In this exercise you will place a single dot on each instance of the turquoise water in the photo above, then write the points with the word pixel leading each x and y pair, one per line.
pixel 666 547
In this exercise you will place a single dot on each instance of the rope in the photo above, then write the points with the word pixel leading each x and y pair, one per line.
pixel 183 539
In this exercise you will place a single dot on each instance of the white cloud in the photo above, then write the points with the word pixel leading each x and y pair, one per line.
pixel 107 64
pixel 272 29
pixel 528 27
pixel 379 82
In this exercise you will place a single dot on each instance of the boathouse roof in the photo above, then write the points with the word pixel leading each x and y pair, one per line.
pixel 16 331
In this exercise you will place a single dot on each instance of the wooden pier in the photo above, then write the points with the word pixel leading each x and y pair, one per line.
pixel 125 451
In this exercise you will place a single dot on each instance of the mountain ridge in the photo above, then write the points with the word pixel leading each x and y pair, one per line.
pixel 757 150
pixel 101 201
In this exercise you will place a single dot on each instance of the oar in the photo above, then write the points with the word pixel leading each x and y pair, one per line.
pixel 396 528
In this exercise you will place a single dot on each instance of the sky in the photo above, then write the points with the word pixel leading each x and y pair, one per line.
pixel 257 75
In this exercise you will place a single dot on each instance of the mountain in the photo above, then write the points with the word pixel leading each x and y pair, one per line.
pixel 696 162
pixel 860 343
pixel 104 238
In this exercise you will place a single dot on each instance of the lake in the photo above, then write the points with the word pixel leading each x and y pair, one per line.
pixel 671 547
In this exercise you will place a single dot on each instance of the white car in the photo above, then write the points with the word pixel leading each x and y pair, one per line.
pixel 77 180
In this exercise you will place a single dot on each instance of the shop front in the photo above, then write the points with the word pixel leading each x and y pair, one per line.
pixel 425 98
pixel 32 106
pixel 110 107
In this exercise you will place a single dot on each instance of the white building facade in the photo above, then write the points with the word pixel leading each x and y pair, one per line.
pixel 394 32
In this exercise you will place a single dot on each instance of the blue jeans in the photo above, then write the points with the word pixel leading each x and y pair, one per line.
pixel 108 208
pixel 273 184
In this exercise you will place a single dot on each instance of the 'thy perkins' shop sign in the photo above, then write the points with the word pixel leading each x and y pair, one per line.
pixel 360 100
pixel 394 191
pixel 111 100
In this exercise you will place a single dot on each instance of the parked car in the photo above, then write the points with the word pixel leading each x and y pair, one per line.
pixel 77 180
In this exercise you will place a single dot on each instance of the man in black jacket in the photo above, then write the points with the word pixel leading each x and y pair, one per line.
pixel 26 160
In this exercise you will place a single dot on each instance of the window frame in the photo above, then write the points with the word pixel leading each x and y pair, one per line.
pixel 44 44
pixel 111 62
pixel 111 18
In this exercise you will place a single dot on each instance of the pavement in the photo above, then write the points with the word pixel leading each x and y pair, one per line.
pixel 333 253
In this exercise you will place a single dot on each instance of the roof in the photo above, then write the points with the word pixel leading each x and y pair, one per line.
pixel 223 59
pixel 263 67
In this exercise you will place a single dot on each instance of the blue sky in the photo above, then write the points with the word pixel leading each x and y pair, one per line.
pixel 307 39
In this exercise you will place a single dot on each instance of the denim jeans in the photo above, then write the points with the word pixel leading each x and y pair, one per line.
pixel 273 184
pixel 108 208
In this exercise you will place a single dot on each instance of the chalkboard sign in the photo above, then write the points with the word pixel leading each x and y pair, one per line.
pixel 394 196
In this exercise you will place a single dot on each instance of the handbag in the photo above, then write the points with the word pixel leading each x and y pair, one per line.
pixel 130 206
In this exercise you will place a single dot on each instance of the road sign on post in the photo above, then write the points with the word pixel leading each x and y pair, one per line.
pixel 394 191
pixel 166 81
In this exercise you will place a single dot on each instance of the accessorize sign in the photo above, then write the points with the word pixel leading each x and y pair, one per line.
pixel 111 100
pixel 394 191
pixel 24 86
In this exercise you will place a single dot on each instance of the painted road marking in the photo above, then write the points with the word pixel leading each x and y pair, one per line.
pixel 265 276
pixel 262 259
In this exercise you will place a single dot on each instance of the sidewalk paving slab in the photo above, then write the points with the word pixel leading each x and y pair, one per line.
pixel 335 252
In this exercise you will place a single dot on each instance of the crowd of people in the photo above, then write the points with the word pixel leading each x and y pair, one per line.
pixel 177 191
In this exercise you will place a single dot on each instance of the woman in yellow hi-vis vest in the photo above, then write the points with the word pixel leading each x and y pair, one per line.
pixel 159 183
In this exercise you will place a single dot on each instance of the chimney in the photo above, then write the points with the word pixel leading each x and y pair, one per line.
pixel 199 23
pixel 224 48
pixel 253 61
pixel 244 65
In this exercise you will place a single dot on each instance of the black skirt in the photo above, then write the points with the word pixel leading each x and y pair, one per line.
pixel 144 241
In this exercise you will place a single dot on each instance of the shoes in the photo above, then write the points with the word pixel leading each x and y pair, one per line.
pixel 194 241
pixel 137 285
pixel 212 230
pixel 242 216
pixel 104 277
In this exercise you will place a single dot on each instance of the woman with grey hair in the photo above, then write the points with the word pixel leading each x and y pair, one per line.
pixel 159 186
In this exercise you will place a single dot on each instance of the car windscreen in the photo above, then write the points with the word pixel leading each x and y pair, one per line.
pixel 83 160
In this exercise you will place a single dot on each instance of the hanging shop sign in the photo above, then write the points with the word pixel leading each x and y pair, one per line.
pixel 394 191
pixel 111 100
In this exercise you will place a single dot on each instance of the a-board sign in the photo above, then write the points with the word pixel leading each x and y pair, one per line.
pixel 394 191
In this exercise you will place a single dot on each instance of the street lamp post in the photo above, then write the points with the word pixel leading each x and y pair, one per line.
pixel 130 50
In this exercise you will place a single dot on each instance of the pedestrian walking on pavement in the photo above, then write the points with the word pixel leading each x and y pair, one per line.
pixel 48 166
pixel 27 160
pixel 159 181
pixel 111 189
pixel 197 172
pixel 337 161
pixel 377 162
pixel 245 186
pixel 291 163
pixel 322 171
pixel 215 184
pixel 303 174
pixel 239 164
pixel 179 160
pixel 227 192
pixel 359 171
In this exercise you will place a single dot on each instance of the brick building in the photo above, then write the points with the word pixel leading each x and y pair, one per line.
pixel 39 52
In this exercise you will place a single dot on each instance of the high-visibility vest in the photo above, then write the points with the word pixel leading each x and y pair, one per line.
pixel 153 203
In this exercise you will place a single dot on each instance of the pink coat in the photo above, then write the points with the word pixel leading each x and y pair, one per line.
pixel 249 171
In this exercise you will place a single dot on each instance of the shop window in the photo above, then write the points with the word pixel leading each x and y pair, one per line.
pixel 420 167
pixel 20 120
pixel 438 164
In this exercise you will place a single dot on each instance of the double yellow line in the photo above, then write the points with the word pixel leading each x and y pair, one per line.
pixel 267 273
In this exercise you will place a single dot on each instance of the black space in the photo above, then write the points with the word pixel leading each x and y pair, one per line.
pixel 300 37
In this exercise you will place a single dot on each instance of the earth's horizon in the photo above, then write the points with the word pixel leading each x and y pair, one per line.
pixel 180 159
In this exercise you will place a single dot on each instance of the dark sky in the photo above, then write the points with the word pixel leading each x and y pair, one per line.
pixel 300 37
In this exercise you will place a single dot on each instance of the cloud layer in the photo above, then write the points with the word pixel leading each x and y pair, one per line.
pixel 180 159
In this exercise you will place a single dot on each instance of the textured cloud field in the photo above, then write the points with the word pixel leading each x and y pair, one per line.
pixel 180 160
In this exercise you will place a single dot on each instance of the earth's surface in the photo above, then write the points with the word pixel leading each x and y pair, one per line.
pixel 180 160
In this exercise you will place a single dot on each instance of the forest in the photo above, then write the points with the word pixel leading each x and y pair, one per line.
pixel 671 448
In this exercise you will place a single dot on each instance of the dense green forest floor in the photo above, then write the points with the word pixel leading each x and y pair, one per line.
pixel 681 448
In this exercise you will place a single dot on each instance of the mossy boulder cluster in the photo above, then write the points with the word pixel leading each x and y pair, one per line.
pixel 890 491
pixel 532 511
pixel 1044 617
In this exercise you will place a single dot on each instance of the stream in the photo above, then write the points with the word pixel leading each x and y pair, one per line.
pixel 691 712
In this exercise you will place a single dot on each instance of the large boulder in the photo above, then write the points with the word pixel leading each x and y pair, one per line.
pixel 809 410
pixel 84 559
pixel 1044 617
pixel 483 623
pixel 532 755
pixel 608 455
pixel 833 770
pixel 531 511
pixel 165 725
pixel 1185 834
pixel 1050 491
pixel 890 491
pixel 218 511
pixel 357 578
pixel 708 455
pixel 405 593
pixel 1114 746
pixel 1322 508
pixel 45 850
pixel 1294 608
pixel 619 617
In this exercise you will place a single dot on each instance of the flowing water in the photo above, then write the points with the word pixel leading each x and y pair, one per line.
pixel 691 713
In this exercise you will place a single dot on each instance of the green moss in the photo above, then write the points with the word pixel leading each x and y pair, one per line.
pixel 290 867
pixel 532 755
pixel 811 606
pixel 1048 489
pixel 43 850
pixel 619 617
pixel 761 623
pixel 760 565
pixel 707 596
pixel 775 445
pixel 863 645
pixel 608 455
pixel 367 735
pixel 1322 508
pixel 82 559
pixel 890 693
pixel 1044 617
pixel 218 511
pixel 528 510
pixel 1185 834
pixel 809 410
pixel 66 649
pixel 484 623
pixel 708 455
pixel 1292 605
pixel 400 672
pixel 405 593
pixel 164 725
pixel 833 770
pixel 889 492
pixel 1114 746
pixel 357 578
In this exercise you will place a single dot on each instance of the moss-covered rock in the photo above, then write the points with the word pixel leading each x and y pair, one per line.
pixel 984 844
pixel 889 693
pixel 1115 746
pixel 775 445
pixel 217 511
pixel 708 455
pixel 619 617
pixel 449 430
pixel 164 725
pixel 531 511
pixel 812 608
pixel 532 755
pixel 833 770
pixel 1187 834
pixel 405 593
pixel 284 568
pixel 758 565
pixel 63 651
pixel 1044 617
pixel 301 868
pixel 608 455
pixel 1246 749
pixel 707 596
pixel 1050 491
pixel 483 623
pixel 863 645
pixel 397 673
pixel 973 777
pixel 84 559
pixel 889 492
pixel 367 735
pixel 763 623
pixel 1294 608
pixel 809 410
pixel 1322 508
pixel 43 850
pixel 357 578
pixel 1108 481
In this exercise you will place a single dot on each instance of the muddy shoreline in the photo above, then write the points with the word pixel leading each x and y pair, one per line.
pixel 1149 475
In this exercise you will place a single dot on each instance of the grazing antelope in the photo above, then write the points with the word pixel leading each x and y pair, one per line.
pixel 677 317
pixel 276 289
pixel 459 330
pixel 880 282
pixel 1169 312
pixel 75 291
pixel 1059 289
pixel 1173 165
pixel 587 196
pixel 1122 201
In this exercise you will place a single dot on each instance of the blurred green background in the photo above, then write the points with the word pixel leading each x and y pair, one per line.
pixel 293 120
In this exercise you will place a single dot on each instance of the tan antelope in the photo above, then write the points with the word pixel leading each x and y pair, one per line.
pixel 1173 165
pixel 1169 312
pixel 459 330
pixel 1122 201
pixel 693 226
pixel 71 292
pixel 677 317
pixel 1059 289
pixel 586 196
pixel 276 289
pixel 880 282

WHAT THE EXERCISE ASKS:
An exact, line-for-line copy is required: from the line containing "of the muddy" through the final line of the listing above, both included, with nothing else.

OUTPUT BELOW:
In this exercise you will place a single dot on each instance of the muddy shoreline in the photo above, then write the points with the word pixel leading each x and y pair, one per line.
pixel 1149 475
In this exercise you will place a single dot on each instance of the grazing antelope in the photo above, then write the points with the word pixel leading each x and y pair, one per line.
pixel 677 317
pixel 276 289
pixel 459 330
pixel 880 282
pixel 1169 312
pixel 75 291
pixel 1059 289
pixel 1173 165
pixel 587 196
pixel 1122 201
In this exercise you will place a single dot on each instance of the blurred green background in the photo above, then write the points with the word pixel leading each x and y pair, one per line.
pixel 293 120
In this exercise you will place a single dot on each instance of the tan antelope in the photo above, then write the points with the word pixel leading each x and y pair, one per line.
pixel 1173 165
pixel 1169 312
pixel 459 330
pixel 1122 201
pixel 693 226
pixel 71 292
pixel 677 317
pixel 1059 289
pixel 586 196
pixel 276 289
pixel 880 282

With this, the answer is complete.